So assets continue to remain well bid. We've been pretty strategic in the month in acquiring some more mortgage servicing rights. But I think overall, we feel pretty good about our discipline around hedging our book. When you look at the balance sheet growth year-over-year, a lot of our agency growth is due to our need to hedge our mortgage servicing right portfolio.
So overall, we feel good about protecting book value where we are now. But it's not -- listen, we have a dedicated risk team. We have a lot of folks that are part of our company today that are just focused 100% on risk. So -- and they do a great job.
And then on the tech side, you -- tell us as much as you can or you want in terms of how that plays out as both an investment opportunity and what it's doing for you? And I don't know if you'll comment on this or not, but give us some insight into who you think is really doing a good job in terms of developing products for companies like yourself?
Good question. On the tech side, we have a lot of room to grow on our mortgage company. We have a really good team leading that effort. We will not skimp on budget as it relates to our development there and becoming as efficient as we possibly can. I don't know that there's much more I can say about that. But when I think about some of the folks out there, there's always different names that are thrown out there that are really good or not really good. For us, I can't -- I don't think it's truly my expertise to tell you that somebody is the best technology company in the world, just to be honest. But I will tell you this, from where I think the mortgage market was, is and where it's going to go, it's going to change a lot. So to the extent we have the opportunity to make investments in mortgage technology businesses that are at appropriate valuations, and I use that word carefully because we see -- as I pointed out, we see a lot of deals, we'll make those investments. Some of our peers that have been doing this longer -- I used a couple of names, have done a great job around some of that stuff, I believe. But the industry itself is still probably 20 years behind or 10 years behind from a technology standpoint. So I think there's a lot of room to grow.

_WORK ORDER 1_
Reproduce the listing lines character for character, everything from the line containing "Given an <instance>" down to the line containing "box: [361, 56, 421, 127]".

_EXTRACTED INFORMATION_
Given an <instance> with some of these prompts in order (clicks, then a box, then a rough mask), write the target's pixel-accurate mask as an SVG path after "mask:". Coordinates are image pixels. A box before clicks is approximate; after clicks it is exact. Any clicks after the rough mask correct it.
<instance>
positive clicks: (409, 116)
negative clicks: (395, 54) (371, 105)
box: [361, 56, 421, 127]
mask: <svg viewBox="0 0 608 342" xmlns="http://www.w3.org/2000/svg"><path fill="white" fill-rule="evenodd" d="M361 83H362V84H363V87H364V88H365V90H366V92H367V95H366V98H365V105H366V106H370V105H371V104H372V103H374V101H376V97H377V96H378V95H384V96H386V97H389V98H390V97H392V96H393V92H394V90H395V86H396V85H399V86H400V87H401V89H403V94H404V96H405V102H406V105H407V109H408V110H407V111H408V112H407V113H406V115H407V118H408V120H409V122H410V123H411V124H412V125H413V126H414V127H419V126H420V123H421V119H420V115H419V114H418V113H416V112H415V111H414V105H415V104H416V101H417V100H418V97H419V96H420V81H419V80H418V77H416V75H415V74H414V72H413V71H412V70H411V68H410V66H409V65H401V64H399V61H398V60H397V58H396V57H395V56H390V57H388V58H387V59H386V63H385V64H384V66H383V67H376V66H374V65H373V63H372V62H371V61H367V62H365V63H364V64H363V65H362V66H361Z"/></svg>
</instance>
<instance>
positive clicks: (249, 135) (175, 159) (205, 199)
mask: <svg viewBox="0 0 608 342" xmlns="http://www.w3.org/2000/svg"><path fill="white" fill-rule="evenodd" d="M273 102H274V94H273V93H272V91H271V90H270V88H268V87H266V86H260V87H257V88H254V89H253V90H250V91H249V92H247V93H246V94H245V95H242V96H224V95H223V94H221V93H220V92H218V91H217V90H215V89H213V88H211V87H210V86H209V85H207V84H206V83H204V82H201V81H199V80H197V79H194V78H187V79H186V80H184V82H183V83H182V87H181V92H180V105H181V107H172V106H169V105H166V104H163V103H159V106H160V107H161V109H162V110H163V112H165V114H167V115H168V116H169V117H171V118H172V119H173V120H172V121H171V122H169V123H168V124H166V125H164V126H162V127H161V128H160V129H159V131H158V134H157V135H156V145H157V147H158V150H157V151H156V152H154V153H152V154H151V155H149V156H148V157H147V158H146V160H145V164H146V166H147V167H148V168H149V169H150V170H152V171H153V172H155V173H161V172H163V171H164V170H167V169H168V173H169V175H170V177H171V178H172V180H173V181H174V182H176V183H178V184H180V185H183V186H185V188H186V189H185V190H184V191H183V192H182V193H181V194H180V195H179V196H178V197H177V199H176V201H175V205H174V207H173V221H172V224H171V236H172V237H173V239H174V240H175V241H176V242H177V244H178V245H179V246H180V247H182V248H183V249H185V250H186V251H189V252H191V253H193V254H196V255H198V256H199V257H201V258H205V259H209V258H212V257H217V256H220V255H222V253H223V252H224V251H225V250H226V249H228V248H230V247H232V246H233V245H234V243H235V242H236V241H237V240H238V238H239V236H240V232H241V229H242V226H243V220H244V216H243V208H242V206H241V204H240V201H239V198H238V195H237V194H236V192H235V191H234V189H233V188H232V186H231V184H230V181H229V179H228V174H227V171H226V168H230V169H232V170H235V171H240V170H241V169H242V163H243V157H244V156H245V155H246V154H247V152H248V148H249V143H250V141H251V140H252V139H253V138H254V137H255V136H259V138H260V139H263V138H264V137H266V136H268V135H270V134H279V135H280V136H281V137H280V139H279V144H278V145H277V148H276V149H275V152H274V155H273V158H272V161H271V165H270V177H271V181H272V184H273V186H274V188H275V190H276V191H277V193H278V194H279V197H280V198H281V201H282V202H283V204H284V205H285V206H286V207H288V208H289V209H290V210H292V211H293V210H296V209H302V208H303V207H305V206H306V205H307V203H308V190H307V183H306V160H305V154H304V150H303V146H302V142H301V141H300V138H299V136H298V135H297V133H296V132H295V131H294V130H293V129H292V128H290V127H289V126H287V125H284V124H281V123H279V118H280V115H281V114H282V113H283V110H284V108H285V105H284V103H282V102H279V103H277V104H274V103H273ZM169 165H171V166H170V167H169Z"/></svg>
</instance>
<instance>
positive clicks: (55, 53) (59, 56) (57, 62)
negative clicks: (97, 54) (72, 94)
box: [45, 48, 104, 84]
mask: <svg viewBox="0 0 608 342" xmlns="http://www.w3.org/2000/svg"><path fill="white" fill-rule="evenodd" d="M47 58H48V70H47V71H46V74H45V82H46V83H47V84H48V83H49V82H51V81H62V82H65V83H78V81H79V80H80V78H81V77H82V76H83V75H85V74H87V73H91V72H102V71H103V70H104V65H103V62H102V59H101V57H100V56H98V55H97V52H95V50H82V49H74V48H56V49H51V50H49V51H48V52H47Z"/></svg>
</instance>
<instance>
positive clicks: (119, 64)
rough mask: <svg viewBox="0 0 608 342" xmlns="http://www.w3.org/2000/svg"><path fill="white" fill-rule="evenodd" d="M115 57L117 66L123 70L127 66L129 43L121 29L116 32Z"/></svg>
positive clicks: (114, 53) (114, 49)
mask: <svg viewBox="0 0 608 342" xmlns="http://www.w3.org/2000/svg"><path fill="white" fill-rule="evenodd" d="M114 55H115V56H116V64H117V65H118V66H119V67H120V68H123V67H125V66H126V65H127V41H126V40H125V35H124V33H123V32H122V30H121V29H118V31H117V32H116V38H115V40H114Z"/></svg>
...
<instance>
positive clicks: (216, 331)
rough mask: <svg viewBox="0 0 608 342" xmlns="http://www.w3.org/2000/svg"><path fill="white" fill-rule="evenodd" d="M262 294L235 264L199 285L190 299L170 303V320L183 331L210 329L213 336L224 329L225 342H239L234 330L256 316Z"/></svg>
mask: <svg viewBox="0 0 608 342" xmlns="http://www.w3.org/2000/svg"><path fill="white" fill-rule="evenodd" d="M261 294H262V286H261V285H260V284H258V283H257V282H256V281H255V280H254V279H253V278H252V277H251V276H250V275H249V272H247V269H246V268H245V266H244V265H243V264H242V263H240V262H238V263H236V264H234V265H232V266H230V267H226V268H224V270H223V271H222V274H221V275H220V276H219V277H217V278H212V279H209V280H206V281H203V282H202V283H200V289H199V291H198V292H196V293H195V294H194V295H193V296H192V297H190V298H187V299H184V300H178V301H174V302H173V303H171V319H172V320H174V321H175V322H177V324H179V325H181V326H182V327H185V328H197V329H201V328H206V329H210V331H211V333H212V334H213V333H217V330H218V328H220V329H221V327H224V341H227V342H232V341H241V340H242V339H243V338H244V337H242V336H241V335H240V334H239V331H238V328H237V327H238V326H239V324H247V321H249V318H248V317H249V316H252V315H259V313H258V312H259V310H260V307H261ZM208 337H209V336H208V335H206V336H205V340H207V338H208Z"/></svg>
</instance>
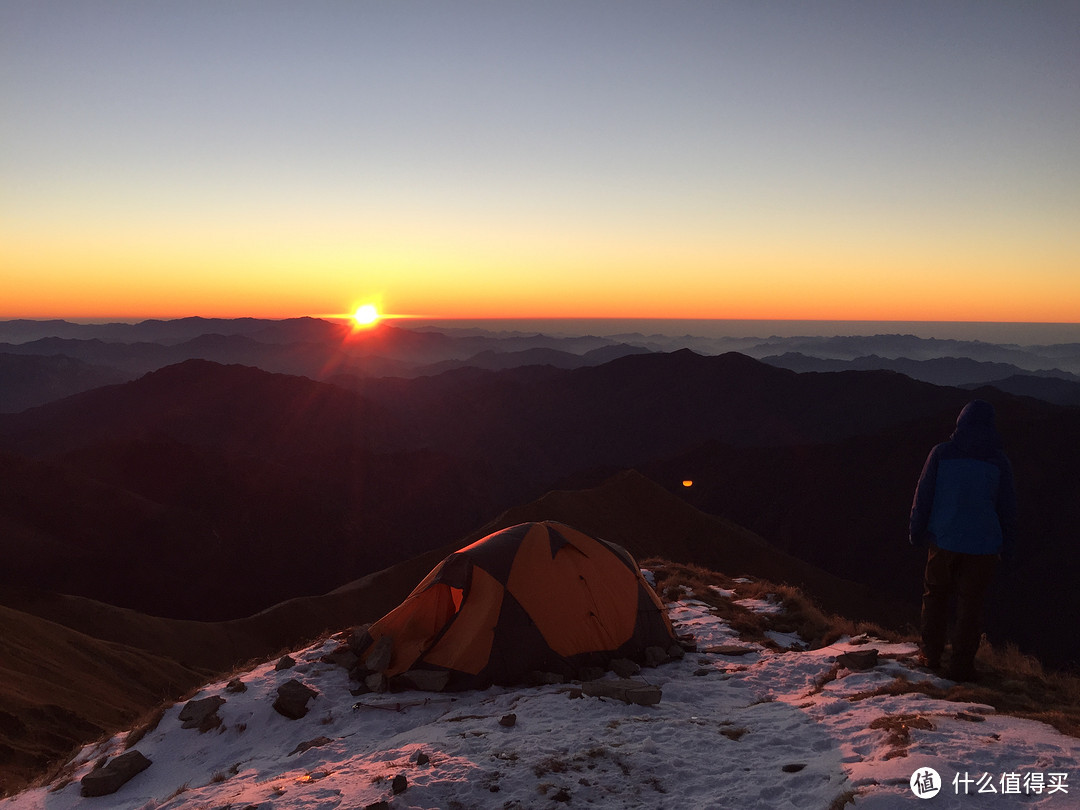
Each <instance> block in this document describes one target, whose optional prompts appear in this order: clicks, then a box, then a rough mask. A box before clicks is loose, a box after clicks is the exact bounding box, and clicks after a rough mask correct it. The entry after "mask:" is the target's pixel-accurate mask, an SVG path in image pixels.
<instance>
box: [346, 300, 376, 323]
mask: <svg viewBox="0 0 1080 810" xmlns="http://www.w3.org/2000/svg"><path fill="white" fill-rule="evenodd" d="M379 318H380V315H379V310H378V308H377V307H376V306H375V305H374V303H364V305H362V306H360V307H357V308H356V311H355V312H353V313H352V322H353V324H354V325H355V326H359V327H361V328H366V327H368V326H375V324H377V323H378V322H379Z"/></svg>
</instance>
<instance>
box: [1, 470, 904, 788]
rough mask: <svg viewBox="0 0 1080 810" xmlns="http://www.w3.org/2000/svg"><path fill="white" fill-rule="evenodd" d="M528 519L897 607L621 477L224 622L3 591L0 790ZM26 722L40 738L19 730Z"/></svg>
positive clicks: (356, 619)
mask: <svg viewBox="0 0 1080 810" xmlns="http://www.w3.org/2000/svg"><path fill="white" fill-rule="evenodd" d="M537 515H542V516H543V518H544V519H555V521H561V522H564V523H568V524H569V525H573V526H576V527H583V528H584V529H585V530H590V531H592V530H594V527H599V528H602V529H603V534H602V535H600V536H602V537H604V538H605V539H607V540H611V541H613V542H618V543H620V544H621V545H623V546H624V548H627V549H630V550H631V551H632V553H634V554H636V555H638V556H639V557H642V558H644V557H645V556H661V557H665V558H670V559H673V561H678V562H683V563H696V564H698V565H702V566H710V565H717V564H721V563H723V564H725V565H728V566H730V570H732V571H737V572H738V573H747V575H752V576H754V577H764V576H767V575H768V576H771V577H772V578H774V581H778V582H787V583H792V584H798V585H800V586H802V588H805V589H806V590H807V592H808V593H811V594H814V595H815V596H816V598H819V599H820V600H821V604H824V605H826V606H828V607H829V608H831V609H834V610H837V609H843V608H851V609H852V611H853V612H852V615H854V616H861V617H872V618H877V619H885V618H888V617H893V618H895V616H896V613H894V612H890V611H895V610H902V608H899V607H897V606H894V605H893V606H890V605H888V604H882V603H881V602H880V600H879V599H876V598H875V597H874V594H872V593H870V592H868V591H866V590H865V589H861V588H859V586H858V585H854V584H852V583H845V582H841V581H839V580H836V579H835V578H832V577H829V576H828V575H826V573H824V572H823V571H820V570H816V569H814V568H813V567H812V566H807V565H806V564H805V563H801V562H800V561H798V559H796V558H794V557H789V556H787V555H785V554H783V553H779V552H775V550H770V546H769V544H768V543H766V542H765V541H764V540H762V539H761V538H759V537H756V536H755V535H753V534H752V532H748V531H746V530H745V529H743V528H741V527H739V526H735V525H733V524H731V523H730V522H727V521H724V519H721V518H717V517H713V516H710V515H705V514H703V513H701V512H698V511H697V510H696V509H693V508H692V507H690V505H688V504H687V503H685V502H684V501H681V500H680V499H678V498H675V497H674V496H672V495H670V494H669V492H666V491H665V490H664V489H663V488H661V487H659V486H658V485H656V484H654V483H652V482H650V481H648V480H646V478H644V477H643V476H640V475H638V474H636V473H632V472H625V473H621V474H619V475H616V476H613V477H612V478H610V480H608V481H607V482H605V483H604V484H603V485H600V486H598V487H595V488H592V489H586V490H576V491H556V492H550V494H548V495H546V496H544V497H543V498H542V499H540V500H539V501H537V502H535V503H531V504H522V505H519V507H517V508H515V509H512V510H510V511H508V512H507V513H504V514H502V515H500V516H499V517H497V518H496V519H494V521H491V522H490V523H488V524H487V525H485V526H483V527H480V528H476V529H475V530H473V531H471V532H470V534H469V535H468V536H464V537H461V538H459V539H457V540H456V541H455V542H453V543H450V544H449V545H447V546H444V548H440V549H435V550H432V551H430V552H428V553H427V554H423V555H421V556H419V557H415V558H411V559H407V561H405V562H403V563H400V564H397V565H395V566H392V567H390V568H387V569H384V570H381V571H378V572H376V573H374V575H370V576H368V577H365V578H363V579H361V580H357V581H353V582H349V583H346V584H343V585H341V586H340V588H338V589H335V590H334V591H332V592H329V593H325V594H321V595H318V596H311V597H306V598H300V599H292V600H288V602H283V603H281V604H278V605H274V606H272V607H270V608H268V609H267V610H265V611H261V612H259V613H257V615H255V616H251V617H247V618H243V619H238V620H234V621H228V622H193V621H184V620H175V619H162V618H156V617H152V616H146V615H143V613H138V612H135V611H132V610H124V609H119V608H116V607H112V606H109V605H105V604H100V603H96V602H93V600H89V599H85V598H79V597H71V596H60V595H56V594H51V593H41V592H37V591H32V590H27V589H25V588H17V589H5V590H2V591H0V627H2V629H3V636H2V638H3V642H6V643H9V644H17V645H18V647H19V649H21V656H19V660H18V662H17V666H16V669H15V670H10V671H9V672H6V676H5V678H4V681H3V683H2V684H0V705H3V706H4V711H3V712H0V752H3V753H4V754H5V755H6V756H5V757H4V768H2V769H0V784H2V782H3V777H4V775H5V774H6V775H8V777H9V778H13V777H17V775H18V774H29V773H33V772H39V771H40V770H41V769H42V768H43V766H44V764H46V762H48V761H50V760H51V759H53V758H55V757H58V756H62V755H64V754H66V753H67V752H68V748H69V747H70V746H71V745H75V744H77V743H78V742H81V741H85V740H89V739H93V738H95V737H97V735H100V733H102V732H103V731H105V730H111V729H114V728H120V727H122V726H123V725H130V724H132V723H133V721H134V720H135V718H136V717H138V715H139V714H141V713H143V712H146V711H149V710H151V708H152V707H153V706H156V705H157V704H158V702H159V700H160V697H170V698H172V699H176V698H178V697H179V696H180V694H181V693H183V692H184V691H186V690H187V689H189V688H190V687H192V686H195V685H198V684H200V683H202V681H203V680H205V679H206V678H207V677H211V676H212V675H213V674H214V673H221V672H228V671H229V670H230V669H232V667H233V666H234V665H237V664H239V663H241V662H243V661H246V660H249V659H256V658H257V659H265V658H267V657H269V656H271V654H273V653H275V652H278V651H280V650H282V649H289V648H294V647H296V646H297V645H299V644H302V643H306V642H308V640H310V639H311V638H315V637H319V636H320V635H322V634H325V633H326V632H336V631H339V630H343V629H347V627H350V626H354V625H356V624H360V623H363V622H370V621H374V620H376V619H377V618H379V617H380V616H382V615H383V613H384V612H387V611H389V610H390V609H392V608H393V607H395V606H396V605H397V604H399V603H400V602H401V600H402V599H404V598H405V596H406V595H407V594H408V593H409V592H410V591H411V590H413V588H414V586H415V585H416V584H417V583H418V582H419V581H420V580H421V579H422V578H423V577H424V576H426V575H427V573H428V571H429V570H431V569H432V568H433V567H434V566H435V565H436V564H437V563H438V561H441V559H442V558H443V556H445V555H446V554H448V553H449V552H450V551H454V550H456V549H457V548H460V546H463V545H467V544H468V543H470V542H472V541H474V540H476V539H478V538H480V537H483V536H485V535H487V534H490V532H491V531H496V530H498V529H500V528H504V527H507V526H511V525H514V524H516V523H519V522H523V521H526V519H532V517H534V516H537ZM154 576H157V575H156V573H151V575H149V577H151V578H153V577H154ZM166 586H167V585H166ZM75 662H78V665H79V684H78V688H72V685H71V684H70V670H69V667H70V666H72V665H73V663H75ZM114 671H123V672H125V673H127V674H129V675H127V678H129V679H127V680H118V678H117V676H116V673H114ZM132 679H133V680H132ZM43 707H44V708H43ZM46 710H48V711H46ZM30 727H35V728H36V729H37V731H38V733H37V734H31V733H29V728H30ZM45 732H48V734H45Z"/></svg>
--
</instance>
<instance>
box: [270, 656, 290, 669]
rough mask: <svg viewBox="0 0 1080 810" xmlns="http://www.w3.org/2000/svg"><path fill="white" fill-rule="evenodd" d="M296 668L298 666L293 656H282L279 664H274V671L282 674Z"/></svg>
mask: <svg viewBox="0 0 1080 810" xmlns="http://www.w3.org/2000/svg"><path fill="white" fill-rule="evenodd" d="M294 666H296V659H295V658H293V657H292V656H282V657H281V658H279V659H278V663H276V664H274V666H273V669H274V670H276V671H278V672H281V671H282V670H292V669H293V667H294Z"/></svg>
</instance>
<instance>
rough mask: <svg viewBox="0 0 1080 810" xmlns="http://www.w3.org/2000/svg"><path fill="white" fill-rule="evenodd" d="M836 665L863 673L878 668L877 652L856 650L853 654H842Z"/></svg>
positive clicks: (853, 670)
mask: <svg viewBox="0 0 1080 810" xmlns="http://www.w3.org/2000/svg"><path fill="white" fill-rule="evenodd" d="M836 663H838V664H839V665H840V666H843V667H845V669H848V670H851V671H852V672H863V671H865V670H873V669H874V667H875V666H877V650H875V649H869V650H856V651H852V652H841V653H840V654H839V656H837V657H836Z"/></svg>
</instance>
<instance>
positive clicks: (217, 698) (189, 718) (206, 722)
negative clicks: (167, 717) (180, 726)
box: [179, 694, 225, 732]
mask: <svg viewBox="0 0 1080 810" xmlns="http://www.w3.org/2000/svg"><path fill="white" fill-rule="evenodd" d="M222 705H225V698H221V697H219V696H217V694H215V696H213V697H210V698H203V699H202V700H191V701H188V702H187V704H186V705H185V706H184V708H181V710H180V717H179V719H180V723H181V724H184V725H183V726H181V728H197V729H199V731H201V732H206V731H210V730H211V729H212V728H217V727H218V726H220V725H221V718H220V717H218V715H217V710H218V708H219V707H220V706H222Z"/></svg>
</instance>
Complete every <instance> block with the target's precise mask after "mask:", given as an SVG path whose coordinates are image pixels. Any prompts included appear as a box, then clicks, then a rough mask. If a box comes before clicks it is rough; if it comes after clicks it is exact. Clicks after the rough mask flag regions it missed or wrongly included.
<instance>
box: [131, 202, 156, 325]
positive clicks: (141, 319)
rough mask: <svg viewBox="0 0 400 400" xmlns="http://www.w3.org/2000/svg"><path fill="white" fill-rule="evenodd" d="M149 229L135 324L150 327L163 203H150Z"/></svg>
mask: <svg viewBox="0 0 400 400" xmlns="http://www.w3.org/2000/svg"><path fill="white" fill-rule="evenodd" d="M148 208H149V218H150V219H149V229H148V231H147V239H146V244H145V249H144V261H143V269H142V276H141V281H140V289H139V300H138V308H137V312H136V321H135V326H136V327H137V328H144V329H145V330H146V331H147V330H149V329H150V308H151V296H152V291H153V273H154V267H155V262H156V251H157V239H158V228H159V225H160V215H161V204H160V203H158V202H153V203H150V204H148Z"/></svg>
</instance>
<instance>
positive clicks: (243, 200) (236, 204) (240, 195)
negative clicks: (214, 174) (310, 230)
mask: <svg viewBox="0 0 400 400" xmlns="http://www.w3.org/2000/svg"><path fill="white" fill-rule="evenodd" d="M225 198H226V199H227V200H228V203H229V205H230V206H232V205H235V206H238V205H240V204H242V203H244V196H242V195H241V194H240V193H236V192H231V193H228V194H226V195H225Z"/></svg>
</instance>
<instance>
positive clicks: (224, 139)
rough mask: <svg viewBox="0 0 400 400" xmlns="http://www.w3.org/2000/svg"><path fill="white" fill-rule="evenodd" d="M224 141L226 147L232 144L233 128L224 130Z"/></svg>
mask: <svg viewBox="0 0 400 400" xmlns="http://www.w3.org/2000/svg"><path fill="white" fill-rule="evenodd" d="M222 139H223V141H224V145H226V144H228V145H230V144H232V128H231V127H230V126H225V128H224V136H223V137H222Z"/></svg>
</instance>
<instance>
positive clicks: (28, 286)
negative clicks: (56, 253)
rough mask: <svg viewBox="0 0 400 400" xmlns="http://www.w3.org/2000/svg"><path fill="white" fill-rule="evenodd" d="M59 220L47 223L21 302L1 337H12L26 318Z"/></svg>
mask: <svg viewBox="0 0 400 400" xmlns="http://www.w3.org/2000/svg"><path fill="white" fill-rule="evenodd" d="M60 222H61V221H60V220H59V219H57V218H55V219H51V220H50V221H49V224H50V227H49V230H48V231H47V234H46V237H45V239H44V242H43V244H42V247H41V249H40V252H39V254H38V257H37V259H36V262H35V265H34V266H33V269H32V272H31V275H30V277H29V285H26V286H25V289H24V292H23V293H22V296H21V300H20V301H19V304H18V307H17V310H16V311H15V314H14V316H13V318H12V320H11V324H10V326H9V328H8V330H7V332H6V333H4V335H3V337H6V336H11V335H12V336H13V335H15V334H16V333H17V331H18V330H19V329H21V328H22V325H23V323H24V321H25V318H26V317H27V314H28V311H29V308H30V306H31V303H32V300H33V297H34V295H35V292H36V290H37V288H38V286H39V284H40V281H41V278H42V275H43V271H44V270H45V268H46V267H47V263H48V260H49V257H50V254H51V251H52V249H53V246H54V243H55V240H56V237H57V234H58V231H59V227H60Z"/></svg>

_WORK ORDER 2_
Answer these questions about the passage on the mortgage business.
(a) According to the passage, much of the agency growth in the year-over-year balance sheet is due to what need?
(b) What kind of team does the speaker say the company has for risk?
(c) On the tech side, what does the speaker say the company will not skimp on?

_TASK RESULT 1_
Given an <instance> with some of these prompts in order (clicks, then a box, then a rough mask), write the target's pixel-accurate mask as an SVG path after "mask:". Coordinates are image pixels. A box before clicks is approximate; after clicks it is exact. Any clicks after the rough mask correct it.
<instance>
positive clicks: (409, 116)
negative clicks: (395, 54) (371, 105)
box: [361, 56, 421, 127]

_TASK RESULT 2_
(a) The need to hedge the mortgage servicing right portfolio.
(b) A dedicated risk team.
(c) Budget as it relates to development and becoming as efficient as possible.